§ TEXT PROVIDED:

<<<<

Former Education Commissioner Testifies in School Funding Suit

January 9, 2007 By admin

The plaintiffs in the legal challenge to the constitutionality of Missouri’s school funding formula have begun presenting their case in Cole County Circuit Court in Jefferson City. The first witness for the plaintiffs: Bob Bartman, Superintendent of the Center School District in Kansas City. He’s the same Bob Bartman who was the first witness for the plaintiffs in the 1992 challenge to the funding formula which was in use at that time.

Back then, Bartman was the State Education Commissioner. Bartman’s 2007 testimony served as a history lesson in a courtroom in which attorneys and media greatly outnumbered witnesses and other interested parties. Plaintiffs’ attorney Alex Bartlett slowly and methodically had Bartman explain various educational requirements – funding and performance – set out by the State Constitution and in state law.

>>>>

§ WORK TO DO:
According to the school funding article, what position did Bob Bartman hold at the time of the 1992 challenge to the funding formula?

§ SUPPLIED MATERIAL:
<<<<

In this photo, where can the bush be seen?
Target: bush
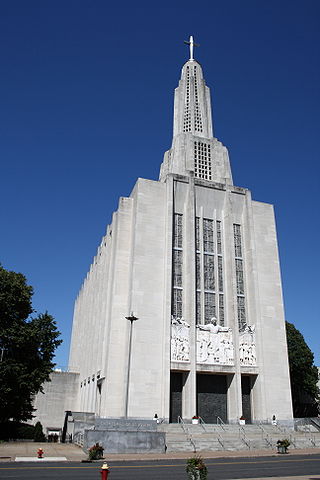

>>>>

§ WRITTEN ANSWER:
He was the State Education Commissioner.